Saved entries:
★ ★ ★ ★

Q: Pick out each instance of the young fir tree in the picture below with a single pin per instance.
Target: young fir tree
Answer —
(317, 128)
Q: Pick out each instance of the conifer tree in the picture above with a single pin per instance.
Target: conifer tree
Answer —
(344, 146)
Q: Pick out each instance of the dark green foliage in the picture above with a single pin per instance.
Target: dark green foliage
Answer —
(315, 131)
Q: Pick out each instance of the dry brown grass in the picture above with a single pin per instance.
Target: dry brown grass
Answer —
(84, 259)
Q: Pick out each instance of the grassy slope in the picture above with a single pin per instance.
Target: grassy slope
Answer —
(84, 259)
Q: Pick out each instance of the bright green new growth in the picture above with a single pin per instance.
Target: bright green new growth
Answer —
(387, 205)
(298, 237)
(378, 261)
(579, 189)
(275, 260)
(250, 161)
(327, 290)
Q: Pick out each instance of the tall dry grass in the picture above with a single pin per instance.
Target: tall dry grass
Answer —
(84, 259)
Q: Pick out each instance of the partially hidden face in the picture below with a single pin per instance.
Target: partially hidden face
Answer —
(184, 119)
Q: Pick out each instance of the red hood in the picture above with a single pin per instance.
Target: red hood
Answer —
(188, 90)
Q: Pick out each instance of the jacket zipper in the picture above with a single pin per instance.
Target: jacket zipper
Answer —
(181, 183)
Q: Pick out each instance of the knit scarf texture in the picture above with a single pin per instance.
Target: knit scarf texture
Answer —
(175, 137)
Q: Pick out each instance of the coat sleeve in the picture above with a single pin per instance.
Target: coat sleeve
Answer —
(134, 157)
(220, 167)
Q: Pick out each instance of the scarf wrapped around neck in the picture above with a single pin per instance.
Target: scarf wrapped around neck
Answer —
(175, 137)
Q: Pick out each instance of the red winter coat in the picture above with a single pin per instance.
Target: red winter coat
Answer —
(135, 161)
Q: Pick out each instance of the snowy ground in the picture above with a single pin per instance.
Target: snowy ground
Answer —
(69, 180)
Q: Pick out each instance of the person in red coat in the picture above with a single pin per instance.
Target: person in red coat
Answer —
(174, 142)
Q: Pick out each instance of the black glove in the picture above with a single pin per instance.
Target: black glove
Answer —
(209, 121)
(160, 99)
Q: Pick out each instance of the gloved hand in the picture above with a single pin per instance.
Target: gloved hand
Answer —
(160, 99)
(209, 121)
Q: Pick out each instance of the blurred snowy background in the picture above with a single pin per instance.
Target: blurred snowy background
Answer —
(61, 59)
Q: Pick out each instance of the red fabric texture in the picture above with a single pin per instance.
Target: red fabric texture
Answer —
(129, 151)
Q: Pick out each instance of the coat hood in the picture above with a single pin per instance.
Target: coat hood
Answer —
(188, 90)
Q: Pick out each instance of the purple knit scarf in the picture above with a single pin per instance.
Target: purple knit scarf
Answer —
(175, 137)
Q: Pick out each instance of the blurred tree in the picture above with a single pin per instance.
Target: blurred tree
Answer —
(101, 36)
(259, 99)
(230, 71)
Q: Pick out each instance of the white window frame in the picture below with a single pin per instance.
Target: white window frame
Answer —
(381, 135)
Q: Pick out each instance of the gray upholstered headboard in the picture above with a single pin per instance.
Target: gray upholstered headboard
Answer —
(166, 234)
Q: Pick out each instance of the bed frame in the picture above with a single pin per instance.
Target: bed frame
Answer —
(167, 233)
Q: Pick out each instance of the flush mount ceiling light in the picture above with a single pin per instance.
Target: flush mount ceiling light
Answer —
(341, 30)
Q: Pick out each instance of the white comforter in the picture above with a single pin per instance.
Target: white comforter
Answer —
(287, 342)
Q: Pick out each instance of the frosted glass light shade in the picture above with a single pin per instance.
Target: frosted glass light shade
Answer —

★ ★ ★ ★

▶ _What you will do_: Please print the listing lines from the one containing "Q: Pick out each instance of the white comforter", including that line, through the last line of the listing, reproducing each without any change.

▶ _Solved problem_:
Q: Pick out each instance of the white comforter in the picture above with a single pin per instance.
Target: white comforter
Answer —
(287, 342)
Q: Pick out each instance of the frosted glass light shade in the picture above with a single pin per instance.
Target: frosted glass light shade
Answer —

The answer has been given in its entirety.